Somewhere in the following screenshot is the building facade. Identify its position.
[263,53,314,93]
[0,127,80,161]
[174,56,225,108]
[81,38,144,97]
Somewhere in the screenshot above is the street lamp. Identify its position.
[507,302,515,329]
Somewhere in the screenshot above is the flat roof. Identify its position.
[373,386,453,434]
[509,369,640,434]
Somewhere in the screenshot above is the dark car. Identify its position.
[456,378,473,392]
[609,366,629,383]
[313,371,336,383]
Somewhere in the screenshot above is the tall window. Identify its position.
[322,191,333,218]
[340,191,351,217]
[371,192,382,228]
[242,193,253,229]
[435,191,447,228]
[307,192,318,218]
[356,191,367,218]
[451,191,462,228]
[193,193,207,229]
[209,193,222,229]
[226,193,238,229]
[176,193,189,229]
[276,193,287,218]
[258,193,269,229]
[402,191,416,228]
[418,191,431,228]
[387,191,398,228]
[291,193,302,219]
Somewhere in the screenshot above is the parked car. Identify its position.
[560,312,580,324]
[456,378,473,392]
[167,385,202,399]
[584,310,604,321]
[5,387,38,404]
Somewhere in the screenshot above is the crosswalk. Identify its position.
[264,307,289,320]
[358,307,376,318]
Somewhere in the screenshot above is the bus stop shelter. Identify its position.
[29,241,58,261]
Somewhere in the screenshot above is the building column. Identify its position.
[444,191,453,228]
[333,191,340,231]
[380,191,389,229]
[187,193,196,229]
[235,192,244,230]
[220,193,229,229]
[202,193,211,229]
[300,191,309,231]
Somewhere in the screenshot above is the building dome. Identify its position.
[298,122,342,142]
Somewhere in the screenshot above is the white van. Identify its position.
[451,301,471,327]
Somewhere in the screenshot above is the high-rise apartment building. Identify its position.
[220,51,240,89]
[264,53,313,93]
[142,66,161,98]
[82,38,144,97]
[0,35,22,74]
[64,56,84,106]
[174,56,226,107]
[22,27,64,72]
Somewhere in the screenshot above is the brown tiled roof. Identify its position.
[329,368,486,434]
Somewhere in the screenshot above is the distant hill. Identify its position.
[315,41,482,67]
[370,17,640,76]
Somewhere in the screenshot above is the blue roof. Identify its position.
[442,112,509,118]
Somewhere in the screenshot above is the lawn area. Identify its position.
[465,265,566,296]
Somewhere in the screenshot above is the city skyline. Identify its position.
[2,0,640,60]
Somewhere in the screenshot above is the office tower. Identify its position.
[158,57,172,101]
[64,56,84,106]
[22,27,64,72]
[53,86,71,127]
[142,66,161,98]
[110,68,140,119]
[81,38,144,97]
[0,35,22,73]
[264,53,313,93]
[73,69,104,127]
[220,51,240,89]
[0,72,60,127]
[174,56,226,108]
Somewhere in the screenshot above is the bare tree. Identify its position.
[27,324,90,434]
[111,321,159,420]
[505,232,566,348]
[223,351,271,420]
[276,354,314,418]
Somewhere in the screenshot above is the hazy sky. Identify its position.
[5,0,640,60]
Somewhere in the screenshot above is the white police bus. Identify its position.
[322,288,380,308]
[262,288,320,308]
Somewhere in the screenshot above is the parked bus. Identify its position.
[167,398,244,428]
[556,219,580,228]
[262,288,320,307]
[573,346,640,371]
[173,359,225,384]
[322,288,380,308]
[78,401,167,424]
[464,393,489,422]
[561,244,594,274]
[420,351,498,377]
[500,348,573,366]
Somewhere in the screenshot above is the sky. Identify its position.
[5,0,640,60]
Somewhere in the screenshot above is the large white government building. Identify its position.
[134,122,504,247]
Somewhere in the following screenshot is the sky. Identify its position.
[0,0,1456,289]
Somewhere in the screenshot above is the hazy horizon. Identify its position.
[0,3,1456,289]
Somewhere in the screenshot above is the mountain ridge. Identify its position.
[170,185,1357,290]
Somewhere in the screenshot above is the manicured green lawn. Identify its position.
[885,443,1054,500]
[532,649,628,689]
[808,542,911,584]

**YOUR TASK**
Extract all the entries word for word.

**EXERCISE ANSWER**
Somewhere in the following screenshot is the building facade. Identify its position.
[263,53,314,93]
[0,127,80,161]
[174,56,225,108]
[81,38,144,97]
Somewhere in the screenshot above is the street lamp. Identify its position.
[507,302,515,329]
Somewhere in the screenshot above is the flat roof. Identify its position.
[373,386,453,434]
[509,369,640,434]
Somewhere in the screenshot above is the dark car. Identify its position.
[456,378,473,392]
[609,366,629,383]
[313,371,336,383]
Somewhere in the screenshot above is the tall window. Identify its position.
[322,191,333,218]
[340,191,351,217]
[371,192,382,228]
[242,193,253,229]
[435,191,447,228]
[307,192,318,218]
[356,191,367,218]
[451,191,462,228]
[193,193,207,229]
[209,193,222,229]
[226,193,238,229]
[176,193,189,229]
[276,193,287,218]
[258,193,269,229]
[402,191,416,228]
[418,191,431,228]
[387,191,398,228]
[291,193,302,219]
Somewhere in the screenshot above is the parked car. Identify its position.
[560,312,580,324]
[456,378,473,392]
[167,385,202,399]
[584,310,604,321]
[5,387,38,404]
Somewhere in the screenshot above is the crosswalk. Identify its position.
[264,307,289,320]
[358,307,376,318]
Somewhere in the screenshot above is the bus stop shelter. Identify its position.
[29,241,58,261]
Somewhere in the screenshot above is the building column. Identify its position.
[444,191,453,228]
[333,191,340,231]
[380,191,389,229]
[187,193,196,229]
[235,192,244,230]
[220,193,229,229]
[202,193,211,229]
[300,191,309,231]
Somewhere in the screenshot above is the building dome. Identify its position.
[298,122,342,142]
Somewhere in the screenshot above is the white van. Identify its position.
[451,301,471,327]
Somewhere in the screenshot above is the high-rise apartment building. Identify its position.
[220,51,240,89]
[264,53,313,93]
[142,66,161,98]
[82,38,144,97]
[0,35,22,74]
[64,56,84,106]
[174,56,226,107]
[22,27,64,72]
Somewhere in the screenshot above is the brown tiled roof. Identify its position.
[329,368,486,434]
Somewhere in the screenshot above is the distant hill. Identify its position.
[315,41,482,67]
[370,17,640,76]
Somewhere in the screenshot above is the blue roof. Identify its position.
[442,112,509,118]
Somewhere in the screenshot above is the lawn area. Identify its position.
[465,265,566,296]
Somewhere in the screenshot above is the city skyline. Identify its position.
[2,0,640,60]
Somewhere in the screenshot above is the office tower. Identify its position.
[158,57,172,101]
[64,56,84,106]
[22,27,64,72]
[53,86,71,127]
[142,66,161,98]
[110,68,140,119]
[81,38,144,97]
[0,35,22,73]
[264,53,313,93]
[73,69,104,127]
[220,51,240,89]
[0,72,60,127]
[174,56,226,108]
Somewhere in the screenshot above is the bare tree. Identify its position.
[27,324,90,434]
[111,321,159,420]
[505,232,566,348]
[223,351,271,420]
[276,354,314,418]
Somewhere in the screenshot above is the hazy sky. Identify its position.
[5,0,640,60]
Somewhere in the screenshot above is the white police bus. Identify its position.
[322,288,380,308]
[262,288,320,308]
Somewhere in the screenshot above is the parked bus. Identify its position.
[167,398,244,428]
[556,219,580,228]
[262,288,320,307]
[573,346,640,371]
[173,359,225,384]
[322,288,380,308]
[78,401,167,424]
[464,393,489,422]
[561,244,594,274]
[420,351,498,377]
[500,348,573,366]
Somewhere in the screenshot above is the sky. Identify its position.
[5,0,640,60]
Somewhere in the screenshot above is the large white government building. Identify its position.
[134,122,504,247]
Somewhere in the following screenshot is the sky. Identify its position.
[0,0,1456,289]
Somewhere in the screenshot above is the hazy horizon. Identify its position.
[0,3,1456,289]
Somewhere in the screenshot above is the mountain ridge. Identify its position.
[170,185,1357,290]
Somewhere in the screenshot above is the manicured green lawn. Identify its position.
[885,443,1054,500]
[532,649,628,689]
[808,542,911,584]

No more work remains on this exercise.